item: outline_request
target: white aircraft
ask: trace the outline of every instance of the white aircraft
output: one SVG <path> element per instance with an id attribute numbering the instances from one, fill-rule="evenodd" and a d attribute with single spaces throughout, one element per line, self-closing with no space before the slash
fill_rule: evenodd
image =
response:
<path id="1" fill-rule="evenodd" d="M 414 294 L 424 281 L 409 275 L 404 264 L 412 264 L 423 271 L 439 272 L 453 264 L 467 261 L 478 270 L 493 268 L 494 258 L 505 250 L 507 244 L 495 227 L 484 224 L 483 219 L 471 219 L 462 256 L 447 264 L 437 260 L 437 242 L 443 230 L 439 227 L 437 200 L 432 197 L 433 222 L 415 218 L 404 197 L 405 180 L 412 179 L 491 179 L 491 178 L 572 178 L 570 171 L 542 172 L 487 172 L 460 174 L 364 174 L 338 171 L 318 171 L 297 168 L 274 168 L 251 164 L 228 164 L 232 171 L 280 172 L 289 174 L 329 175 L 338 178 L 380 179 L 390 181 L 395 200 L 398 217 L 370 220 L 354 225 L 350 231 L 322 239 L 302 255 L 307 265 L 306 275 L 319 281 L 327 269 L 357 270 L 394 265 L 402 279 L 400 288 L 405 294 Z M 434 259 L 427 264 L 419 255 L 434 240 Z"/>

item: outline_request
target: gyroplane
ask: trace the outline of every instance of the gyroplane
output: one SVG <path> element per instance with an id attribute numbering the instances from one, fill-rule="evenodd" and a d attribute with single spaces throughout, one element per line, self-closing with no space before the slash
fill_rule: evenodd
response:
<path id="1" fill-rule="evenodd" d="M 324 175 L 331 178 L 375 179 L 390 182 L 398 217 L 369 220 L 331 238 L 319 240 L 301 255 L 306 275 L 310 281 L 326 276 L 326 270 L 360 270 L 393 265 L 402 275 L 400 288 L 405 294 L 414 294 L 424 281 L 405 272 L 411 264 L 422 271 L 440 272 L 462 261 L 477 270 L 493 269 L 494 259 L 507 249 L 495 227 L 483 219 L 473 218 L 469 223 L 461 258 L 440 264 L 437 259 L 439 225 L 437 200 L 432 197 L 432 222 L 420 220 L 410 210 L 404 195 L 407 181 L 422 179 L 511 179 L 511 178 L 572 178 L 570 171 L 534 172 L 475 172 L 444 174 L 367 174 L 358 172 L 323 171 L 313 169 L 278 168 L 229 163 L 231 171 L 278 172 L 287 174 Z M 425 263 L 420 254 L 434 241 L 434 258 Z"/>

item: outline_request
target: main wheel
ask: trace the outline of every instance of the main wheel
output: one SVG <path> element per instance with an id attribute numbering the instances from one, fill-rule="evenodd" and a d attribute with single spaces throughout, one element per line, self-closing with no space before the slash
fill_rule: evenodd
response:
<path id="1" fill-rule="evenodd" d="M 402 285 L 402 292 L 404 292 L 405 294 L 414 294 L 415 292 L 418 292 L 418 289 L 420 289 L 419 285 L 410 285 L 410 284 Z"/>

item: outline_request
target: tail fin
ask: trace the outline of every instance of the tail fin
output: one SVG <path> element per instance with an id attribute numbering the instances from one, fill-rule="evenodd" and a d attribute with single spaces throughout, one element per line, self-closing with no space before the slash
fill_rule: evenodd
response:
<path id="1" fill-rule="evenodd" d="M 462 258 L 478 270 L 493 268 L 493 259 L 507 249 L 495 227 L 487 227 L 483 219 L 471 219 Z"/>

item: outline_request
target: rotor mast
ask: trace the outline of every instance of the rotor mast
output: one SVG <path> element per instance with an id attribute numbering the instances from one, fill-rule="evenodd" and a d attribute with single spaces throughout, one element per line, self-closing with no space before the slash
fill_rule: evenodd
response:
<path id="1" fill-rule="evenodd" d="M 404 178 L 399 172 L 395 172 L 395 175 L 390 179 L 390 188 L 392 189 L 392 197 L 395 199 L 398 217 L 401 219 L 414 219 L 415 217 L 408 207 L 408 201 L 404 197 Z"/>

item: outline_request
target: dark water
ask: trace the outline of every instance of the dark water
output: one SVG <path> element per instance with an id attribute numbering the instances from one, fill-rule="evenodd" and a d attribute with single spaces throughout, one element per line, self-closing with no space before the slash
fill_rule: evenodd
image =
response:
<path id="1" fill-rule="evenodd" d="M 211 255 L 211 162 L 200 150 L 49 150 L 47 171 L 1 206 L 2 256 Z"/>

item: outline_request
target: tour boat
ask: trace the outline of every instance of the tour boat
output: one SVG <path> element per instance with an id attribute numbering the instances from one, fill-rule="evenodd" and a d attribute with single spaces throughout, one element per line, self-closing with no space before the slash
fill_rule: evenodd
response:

.....

_Written task_. Reproduce the data above verbatim, line for line.

_Task response_.
item: outline_request
target: white aircraft
ask: trace the outline of every instance of the white aircraft
output: one SVG <path> element per instance with an id attribute numbering the instances from one, fill-rule="evenodd" and a d attribute with single spaces throughout, one element per line, self-closing with no space before the slash
fill_rule: evenodd
image =
response:
<path id="1" fill-rule="evenodd" d="M 414 294 L 424 281 L 409 275 L 404 264 L 412 264 L 423 271 L 439 272 L 453 264 L 467 261 L 478 270 L 493 268 L 494 258 L 505 250 L 507 244 L 495 227 L 484 224 L 483 219 L 471 219 L 462 256 L 447 264 L 437 260 L 437 242 L 443 230 L 439 227 L 437 200 L 432 197 L 433 222 L 415 218 L 404 197 L 405 180 L 412 179 L 491 179 L 491 178 L 572 178 L 570 171 L 542 172 L 487 172 L 460 174 L 364 174 L 338 171 L 318 171 L 297 168 L 274 168 L 251 164 L 228 164 L 232 171 L 280 172 L 289 174 L 329 175 L 338 178 L 380 179 L 390 181 L 395 200 L 398 217 L 370 220 L 354 225 L 350 231 L 322 239 L 302 255 L 307 265 L 306 275 L 319 281 L 327 269 L 357 270 L 394 265 L 402 279 L 400 288 L 405 294 Z M 434 259 L 427 264 L 419 255 L 434 240 Z"/>

item: outline_request
target: gyroplane
ask: trace the outline of every instance of the gyroplane
output: one SVG <path> element per instance with an id attribute numbering the instances from one, fill-rule="evenodd" and a d attribute with single spaces throughout, one element per line, self-closing with no space before the slash
fill_rule: evenodd
response:
<path id="1" fill-rule="evenodd" d="M 324 175 L 331 178 L 375 179 L 390 182 L 398 217 L 369 220 L 331 238 L 319 240 L 301 255 L 306 275 L 310 281 L 326 276 L 326 270 L 360 270 L 393 265 L 402 275 L 400 288 L 405 294 L 414 294 L 424 281 L 405 272 L 411 264 L 422 271 L 440 272 L 462 261 L 477 270 L 493 269 L 494 259 L 507 249 L 495 227 L 483 219 L 473 218 L 469 223 L 461 258 L 440 264 L 437 259 L 439 225 L 437 200 L 432 197 L 432 222 L 420 220 L 410 210 L 404 195 L 407 181 L 422 179 L 511 179 L 511 178 L 572 178 L 570 171 L 534 172 L 475 172 L 444 174 L 367 174 L 358 172 L 323 171 L 313 169 L 278 168 L 229 163 L 231 171 L 278 172 L 287 174 Z M 425 263 L 420 254 L 434 241 L 434 258 Z"/>

item: outline_request
target: main wheel
ask: trace the outline of every instance of the main wheel
output: one SVG <path> element per instance with an id attribute numbering the instances from one, fill-rule="evenodd" and a d attribute with single spaces throughout, one element per line, self-closing with no space before the slash
fill_rule: evenodd
response:
<path id="1" fill-rule="evenodd" d="M 402 285 L 402 292 L 404 292 L 405 294 L 414 294 L 415 292 L 418 292 L 418 289 L 420 289 L 419 285 L 410 285 L 410 284 Z"/>

item: outline_request
target: tail fin
ask: trace the outline of every instance of the tail fin
output: one SVG <path> element per instance with an id attribute numbering the instances from one, fill-rule="evenodd" and a d attribute with single spaces throughout, one element per line, self-closing with no space before the slash
fill_rule: evenodd
response:
<path id="1" fill-rule="evenodd" d="M 462 258 L 478 270 L 493 268 L 493 259 L 507 249 L 495 227 L 487 227 L 483 219 L 471 219 Z"/>

item: outline_request
target: rotor mast
ask: trace the outline of every instance of the rotor mast
output: one SVG <path> element per instance with an id attribute numbering the instances from one, fill-rule="evenodd" and a d attribute with single spaces throughout, one element per line, self-closing with no space before the slash
fill_rule: evenodd
response:
<path id="1" fill-rule="evenodd" d="M 404 178 L 399 172 L 395 172 L 395 175 L 390 179 L 390 188 L 392 189 L 392 197 L 395 199 L 398 217 L 401 219 L 414 219 L 415 217 L 408 207 L 408 201 L 404 197 Z"/>

item: outline_request
target: dark water
ask: trace the outline of every instance of the dark water
output: one SVG <path> element per instance with an id attribute numbering the instances from one, fill-rule="evenodd" and a d attribute with single spaces throughout, one element per line, self-closing with no space before the slash
fill_rule: evenodd
image =
response:
<path id="1" fill-rule="evenodd" d="M 211 255 L 211 162 L 200 150 L 49 150 L 47 171 L 1 206 L 2 256 Z"/>

item: outline_request
target: tour boat
ask: trace the outline of every instance of the tour boat
output: one SVG <path> element per instance with an id attribute numbering the instances from one, fill-rule="evenodd" and a d attribute with single spaces throughout, one element per line, self-closing with no space before the slash
fill_rule: evenodd
response:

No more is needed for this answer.